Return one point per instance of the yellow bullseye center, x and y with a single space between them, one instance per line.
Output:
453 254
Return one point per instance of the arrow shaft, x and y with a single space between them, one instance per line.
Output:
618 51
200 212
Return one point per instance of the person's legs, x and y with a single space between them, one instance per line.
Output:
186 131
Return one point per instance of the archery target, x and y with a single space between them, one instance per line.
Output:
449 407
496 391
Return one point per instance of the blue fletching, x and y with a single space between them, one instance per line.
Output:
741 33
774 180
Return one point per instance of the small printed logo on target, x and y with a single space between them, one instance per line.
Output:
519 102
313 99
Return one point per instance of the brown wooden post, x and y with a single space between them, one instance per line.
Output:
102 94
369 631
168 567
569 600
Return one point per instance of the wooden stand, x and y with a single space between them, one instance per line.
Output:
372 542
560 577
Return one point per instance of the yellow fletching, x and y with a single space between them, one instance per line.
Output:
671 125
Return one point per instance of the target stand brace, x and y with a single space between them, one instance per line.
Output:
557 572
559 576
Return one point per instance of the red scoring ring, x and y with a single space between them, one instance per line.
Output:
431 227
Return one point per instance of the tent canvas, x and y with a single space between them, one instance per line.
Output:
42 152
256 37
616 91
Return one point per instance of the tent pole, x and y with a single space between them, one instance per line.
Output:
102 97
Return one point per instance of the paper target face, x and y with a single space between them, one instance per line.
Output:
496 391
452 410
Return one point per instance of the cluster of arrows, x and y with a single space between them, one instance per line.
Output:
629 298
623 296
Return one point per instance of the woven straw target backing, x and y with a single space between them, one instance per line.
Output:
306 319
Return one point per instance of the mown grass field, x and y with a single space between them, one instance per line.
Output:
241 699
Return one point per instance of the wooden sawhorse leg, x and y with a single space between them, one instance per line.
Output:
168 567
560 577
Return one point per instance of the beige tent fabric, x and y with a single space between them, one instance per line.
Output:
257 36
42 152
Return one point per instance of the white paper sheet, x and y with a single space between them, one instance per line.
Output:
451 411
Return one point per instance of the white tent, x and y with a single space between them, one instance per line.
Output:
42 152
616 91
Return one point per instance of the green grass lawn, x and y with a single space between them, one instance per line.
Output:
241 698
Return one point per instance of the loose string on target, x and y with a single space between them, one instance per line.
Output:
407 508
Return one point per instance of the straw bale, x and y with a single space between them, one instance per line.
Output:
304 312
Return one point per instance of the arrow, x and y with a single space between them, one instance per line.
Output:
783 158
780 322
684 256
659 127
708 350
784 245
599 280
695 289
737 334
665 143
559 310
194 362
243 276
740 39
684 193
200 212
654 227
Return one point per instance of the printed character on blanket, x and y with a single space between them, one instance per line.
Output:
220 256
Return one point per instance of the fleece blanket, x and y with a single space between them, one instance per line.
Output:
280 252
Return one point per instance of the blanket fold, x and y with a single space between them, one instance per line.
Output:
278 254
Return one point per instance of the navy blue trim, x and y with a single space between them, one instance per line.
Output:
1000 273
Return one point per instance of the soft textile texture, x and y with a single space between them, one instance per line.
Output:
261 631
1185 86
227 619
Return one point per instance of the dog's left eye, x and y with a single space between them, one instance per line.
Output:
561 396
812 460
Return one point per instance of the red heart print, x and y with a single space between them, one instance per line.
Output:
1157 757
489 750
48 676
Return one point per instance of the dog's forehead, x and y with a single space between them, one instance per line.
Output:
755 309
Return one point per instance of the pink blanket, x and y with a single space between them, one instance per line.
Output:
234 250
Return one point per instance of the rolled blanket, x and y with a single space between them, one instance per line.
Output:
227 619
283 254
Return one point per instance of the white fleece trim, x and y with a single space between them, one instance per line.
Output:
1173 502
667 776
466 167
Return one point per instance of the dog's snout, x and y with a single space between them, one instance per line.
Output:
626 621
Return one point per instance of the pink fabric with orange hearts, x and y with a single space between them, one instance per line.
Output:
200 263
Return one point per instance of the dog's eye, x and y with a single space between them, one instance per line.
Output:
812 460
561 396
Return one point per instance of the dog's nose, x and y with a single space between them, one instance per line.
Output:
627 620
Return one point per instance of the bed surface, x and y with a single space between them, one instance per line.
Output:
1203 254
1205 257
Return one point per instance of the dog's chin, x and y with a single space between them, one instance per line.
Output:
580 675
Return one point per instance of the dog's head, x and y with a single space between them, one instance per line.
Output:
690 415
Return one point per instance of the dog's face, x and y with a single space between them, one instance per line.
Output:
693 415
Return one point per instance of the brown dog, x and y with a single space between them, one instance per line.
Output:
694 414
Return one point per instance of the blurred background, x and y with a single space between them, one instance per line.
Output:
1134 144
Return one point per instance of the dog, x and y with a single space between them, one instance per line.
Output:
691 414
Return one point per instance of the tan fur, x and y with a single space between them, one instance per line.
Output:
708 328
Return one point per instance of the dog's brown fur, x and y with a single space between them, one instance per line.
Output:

● ● ● ● ● ● ●

Output the line that contains "Return one point per instance of the bed", followed by every later line in the listing, with no line omitted and none added.

Return one point per instance of the bed surface, x and y with a single space between them, one instance per line.
Output:
1203 254
1205 257
Return one point per instance of the dog's chin, x and y with a single space between them, one instance per line.
Output:
580 675
Return one point per instance of the dog's head, x and y with a single space between them, one instance per line.
Output:
690 415
Return one point per instance of the dog's face, x and y with a single space between them, one instance per line.
Output:
693 415
Return one point per instance of the brown dog, x and y with a single space between them, one instance per line.
Output:
694 414
Return one point per instance of the blurred background, x and y with a single space between them, one instance per line.
Output:
1134 144
Return one point per instance of the dog, x and y with a single space between them, one instance per line.
Output:
691 414
Return one point per instance of the tan fur, x and y with a single space between them, one instance per line.
Output:
708 328
Return one point per instance of the dog's brown fur, x and y with a single space between them, one instance per line.
Output:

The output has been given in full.